** Extracted data entries **
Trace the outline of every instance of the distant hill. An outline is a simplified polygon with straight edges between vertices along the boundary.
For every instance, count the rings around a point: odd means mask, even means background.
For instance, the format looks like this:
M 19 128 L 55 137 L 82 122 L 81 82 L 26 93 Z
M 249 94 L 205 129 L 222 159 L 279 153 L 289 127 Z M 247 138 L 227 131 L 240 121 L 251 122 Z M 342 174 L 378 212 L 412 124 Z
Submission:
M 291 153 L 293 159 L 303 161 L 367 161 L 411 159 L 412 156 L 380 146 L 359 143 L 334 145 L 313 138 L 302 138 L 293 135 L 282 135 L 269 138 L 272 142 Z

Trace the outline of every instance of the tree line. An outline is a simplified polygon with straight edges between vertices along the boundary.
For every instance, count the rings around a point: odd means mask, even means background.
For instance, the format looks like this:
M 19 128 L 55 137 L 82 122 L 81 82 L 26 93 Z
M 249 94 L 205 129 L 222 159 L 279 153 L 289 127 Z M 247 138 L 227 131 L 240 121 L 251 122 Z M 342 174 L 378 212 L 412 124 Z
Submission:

** Instruction **
Write the complete data out, exactly as above.

** Worked answer **
Trace the outline of every instance of the distant hill. An outline is a simplified polygon with straight edges between vertices along the boundary.
For every instance, count the rings around a point: odd means mask, even means background.
For instance, the format looks like this:
M 19 128 L 55 137 L 82 122 L 81 82 L 26 93 Z
M 249 94 L 205 129 L 222 159 L 279 153 L 289 127 Z M 247 138 L 227 131 L 240 121 L 251 122 Z M 342 174 L 378 212 L 412 124 Z
Submission:
M 291 153 L 293 159 L 303 161 L 367 161 L 411 159 L 412 156 L 380 146 L 359 143 L 334 145 L 313 138 L 302 138 L 293 135 L 282 135 L 269 138 L 272 142 Z

Trace the outline of every instance of the tree line. An outline is a simplified polygon with straight edges between vertices along the boundary.
For every instance, count the rings around a point: odd means mask, even means background.
For instance, the format looks like this:
M 19 128 L 55 137 L 82 122 L 81 82 L 26 93 Z
M 249 94 L 205 129 L 222 159 L 279 153 L 289 127 Z M 247 138 L 227 131 L 240 121 L 251 122 Z M 342 174 L 378 212 L 412 124 Z
Submission:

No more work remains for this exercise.